DIRECTIONS. Which lines in the data below contain the string "roof"? Pull out each of them in full, treating uppercase and lowercase as different.
_ _ _ _
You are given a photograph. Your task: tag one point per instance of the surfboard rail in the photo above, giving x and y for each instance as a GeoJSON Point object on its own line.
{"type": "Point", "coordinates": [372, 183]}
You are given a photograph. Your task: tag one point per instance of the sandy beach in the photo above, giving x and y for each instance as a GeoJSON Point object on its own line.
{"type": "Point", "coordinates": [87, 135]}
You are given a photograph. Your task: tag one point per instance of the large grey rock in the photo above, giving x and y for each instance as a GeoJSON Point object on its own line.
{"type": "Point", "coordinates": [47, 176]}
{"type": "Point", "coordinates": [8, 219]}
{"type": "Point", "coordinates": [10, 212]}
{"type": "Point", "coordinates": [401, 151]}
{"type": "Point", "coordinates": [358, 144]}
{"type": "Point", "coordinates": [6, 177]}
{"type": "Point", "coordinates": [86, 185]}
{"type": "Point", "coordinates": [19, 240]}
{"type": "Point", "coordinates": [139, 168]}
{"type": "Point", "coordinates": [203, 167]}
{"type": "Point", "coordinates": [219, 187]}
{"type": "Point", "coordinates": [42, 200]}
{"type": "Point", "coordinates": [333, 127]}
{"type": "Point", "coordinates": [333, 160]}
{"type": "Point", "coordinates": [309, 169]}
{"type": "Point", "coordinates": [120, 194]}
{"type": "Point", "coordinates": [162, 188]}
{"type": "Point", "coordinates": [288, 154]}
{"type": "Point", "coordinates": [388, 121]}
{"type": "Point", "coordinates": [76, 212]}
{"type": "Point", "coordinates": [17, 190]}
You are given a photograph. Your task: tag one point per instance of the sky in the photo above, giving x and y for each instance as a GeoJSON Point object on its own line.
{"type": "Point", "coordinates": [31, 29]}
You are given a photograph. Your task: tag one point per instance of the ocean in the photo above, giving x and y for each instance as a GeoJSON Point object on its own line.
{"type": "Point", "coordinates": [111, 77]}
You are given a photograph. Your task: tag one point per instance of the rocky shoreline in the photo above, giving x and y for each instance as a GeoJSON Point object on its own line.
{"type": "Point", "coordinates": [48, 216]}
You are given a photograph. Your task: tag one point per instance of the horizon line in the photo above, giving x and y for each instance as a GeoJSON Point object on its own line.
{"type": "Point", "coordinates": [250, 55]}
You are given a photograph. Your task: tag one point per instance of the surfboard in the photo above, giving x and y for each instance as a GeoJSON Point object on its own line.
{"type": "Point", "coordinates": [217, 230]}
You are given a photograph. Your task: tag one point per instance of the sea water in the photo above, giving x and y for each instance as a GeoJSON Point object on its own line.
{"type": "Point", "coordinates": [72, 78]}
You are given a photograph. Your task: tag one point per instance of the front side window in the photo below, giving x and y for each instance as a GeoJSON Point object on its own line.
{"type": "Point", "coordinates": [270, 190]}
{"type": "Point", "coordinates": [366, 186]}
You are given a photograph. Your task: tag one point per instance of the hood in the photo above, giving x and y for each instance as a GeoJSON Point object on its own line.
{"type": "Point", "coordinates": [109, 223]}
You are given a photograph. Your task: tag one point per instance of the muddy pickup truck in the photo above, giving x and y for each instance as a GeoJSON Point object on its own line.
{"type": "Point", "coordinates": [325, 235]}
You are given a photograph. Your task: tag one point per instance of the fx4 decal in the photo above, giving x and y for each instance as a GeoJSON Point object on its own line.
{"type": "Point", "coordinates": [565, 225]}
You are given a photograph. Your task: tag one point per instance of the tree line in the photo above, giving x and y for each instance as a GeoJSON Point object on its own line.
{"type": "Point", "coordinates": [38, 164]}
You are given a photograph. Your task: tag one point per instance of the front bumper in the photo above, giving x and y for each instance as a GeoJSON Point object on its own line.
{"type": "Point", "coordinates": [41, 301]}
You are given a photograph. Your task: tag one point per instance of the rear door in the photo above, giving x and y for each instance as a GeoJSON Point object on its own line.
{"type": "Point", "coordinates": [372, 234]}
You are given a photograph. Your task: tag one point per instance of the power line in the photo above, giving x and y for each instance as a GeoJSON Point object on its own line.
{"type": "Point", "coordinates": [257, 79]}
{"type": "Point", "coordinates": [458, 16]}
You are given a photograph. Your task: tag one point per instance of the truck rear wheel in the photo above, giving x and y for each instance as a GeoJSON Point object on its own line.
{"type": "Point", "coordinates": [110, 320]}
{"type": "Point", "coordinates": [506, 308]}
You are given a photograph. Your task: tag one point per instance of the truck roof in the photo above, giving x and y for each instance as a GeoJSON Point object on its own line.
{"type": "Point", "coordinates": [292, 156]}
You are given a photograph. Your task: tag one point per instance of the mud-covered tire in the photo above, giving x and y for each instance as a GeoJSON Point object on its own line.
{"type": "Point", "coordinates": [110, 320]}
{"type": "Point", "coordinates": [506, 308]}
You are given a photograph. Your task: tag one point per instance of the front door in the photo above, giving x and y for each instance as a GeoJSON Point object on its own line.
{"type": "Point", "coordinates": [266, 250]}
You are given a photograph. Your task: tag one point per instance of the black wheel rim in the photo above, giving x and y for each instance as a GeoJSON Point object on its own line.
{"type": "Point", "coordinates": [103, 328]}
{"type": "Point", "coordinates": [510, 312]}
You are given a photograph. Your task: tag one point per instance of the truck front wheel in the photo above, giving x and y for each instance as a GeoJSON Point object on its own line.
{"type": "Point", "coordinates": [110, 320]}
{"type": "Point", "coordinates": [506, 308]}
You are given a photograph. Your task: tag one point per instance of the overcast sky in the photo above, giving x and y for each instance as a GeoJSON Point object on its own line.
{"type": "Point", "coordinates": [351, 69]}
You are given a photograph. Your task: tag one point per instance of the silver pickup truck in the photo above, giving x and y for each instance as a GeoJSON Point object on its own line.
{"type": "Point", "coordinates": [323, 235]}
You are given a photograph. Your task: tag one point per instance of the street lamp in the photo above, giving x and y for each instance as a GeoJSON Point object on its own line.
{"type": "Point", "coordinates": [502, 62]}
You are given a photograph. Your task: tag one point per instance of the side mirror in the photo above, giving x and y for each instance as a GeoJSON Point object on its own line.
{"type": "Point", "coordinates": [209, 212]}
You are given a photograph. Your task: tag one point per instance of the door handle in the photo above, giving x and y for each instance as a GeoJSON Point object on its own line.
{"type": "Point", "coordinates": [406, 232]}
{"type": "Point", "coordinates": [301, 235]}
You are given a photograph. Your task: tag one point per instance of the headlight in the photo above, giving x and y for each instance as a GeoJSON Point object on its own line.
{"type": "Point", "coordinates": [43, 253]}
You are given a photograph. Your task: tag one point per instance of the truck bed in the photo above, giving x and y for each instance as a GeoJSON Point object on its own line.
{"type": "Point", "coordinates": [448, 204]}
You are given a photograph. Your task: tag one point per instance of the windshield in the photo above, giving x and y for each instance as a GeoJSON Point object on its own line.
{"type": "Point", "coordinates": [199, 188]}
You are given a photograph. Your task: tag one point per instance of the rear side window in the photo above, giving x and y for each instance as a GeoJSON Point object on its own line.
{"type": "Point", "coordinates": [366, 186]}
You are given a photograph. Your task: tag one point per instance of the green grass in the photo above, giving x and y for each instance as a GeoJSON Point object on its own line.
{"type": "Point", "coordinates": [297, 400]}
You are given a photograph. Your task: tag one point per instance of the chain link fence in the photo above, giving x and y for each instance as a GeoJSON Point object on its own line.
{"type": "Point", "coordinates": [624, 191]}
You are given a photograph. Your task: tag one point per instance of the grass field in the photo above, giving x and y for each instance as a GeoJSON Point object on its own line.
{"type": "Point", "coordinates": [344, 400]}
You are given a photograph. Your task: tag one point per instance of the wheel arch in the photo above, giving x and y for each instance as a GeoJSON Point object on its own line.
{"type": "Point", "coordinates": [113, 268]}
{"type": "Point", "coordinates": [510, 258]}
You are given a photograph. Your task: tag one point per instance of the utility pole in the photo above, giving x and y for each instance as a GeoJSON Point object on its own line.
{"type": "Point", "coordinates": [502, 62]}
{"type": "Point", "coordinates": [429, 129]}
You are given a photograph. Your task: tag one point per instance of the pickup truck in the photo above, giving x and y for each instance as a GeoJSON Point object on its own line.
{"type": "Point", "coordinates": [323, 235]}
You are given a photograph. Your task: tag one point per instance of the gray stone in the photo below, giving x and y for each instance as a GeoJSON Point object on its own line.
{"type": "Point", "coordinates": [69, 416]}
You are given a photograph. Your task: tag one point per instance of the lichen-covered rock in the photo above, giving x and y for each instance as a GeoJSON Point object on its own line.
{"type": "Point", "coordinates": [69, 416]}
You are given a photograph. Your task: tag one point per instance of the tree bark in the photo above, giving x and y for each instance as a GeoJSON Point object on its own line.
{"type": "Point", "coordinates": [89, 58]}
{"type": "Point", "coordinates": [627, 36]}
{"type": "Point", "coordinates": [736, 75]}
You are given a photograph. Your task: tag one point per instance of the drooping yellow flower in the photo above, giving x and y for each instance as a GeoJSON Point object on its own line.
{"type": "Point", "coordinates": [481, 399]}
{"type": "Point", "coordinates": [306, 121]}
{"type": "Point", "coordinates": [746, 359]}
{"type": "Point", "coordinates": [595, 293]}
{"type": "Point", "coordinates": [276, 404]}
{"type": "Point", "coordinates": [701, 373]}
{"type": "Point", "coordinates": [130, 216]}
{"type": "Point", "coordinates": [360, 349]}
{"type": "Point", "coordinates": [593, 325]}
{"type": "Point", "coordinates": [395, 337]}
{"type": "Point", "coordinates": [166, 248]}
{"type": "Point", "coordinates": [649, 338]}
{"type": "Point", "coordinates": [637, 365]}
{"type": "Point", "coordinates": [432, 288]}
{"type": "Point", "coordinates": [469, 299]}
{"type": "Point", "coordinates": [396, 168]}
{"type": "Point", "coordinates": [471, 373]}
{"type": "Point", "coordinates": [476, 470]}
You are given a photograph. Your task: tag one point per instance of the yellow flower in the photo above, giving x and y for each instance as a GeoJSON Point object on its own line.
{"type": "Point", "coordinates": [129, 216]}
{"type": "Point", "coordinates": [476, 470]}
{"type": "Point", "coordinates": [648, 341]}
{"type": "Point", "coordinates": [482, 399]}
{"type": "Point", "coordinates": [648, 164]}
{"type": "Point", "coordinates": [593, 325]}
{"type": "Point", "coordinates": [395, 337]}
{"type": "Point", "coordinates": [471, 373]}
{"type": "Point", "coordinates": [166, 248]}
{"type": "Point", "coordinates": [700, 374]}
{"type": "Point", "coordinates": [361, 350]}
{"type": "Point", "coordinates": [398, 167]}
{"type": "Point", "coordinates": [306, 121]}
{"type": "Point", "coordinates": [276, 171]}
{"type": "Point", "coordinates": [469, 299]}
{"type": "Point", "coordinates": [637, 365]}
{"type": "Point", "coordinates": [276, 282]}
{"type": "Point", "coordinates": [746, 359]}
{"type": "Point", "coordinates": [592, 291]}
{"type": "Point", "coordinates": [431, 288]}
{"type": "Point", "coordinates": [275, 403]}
_ _ _ _
PROBLEM SOLUTION.
You are given a photograph. Your task: tag one point per instance of the truck roof in the photo above, giving x and y for each instance as a GeoJSON Point object on its own line.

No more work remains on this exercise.